Ever cracked open an egg, only to find a mysterious red or brown spot? Whilst the sight might be a bit off-putting, eggs with these spots can be perfectly safe to eat, and there’s a solid explanation for their appearance too.
Red and brown spots in eggs are usually either blood or meat spots. These spots aren’t particularly common; in commercially produced eggs, less than 1 percent of those laid have them. Those that do are often removed after “candling” a process in which a bright light is shone through an egg to highlight imperfections. However, some spotted eggs can slip through the cracks.
How are blood and meat spots formed?
Both types of spots can occur during the egg formation process.
Blood spots can form during ovulation, either in the ovary itself or in the tube between a chicken’s ovary and uterus, called the oviduct. Eggs begin forming in fluid-filled sacs, known as follicles, within the ovary; follicles have a dense network of blood vessels.
These vessels can bleed when the follicle ruptures to release the egg, and the blood that leaks out can adhere to the surface of the egg yolk – this is why blood spots are usually found on the yolk. However, blood spots can occasionally be found in the egg white when bleeding occurs in the oviduct.
Meat spots, on the other hand, are made up of tissue picked up by the egg whilst passing through the oviduct and so are usually found in the egg white. Although they are usually brown, they can also be red or white. As blood can turn brown because of oxidation, blood spots can sometimes be mistaken for meat spots.
Why do they occur?
There are a number of factors that could contribute to the formation of a blood or meat spot. Research has found that hen age, nutrition, the environment they live in, and genetics can all play a part.
For example, studies have identified that a lack of vitamin A in their diets increases the likelihood of hens laying eggs with blood spots. It’s also thought that stressful environments, either due to loud noise, the presence of infectious bacteria or viruses, or temperature changes can also lead to an increased incidence of spots.
Are they safe to eat?
According to the Egg Safety Center, eggs with blood or meat spots are perfectly safe to eat, as long as the egg is properly cooked. If their appearance is still making you feel a bit queasy, because the egg is safe to consume, spots can also simply be removed.
In other words, it’s fine to egg-nore them and carry on making that omelet.

> Given data
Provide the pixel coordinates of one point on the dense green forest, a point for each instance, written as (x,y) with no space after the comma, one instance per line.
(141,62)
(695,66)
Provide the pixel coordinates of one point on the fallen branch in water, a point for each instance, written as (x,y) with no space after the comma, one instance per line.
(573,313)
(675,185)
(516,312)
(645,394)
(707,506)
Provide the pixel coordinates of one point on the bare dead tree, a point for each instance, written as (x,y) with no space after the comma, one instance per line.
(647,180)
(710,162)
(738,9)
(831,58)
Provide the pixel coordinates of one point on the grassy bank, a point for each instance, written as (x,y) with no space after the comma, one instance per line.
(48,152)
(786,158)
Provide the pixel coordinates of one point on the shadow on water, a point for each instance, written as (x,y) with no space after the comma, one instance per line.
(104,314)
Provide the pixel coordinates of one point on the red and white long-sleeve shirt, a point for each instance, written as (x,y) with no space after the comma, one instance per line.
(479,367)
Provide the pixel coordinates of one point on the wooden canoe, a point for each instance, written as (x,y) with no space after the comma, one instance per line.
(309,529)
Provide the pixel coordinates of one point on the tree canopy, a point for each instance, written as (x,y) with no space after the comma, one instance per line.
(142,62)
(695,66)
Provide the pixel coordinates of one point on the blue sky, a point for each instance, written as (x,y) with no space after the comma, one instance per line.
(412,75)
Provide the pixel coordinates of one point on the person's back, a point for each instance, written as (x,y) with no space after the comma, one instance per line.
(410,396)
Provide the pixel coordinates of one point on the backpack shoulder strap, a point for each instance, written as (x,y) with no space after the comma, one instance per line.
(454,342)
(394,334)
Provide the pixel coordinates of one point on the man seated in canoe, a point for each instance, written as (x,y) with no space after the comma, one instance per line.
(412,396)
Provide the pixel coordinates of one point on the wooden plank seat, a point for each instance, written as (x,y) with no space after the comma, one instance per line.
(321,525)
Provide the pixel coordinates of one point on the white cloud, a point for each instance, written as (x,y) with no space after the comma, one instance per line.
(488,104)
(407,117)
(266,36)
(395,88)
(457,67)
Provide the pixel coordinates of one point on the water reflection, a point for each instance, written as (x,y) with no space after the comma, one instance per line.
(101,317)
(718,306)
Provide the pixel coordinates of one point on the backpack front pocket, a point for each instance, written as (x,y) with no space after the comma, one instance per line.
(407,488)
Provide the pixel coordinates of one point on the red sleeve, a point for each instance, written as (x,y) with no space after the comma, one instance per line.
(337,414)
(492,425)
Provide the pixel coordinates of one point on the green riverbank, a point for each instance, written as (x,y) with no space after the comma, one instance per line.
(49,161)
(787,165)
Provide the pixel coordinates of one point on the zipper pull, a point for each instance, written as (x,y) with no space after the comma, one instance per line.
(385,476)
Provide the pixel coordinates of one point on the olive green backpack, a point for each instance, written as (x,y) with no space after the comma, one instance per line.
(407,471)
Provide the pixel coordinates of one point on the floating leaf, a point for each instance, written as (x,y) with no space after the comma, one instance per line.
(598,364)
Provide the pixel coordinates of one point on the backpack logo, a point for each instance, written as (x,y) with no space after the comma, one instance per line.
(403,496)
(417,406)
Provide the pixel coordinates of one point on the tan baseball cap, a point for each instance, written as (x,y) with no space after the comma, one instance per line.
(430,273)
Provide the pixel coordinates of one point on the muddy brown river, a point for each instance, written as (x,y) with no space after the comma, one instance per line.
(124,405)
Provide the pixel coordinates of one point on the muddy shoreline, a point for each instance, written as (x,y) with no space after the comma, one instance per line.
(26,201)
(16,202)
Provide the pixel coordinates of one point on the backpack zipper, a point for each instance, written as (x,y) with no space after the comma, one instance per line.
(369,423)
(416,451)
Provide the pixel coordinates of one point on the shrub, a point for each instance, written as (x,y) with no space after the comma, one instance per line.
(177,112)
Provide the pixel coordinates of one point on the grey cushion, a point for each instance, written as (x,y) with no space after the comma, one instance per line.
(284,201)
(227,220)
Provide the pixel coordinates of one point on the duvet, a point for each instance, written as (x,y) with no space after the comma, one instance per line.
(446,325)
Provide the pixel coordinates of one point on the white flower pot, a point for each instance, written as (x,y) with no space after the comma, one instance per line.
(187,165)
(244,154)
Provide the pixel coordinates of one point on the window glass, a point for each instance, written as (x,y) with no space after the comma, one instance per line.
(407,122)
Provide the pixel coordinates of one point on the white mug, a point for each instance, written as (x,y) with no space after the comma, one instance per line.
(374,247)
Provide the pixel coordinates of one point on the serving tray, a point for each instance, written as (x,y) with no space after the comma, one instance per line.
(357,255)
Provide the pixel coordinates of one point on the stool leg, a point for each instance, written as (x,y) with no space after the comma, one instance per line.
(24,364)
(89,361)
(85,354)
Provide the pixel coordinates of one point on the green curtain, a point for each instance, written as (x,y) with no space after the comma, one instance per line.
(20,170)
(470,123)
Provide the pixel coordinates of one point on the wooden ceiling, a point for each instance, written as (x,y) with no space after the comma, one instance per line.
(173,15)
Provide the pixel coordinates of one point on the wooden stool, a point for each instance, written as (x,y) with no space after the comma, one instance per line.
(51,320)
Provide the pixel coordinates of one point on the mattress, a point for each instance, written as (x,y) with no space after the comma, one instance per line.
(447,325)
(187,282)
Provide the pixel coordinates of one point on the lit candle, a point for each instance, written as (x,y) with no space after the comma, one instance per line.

> About this task
What is the Spanish translation of this sentence from the article on spots in eggs: "Both types of spots can occur during the egg formation process."?

> Expected output
Ambos tipos de manchas pueden aparecer durante el proceso de formación del huevo.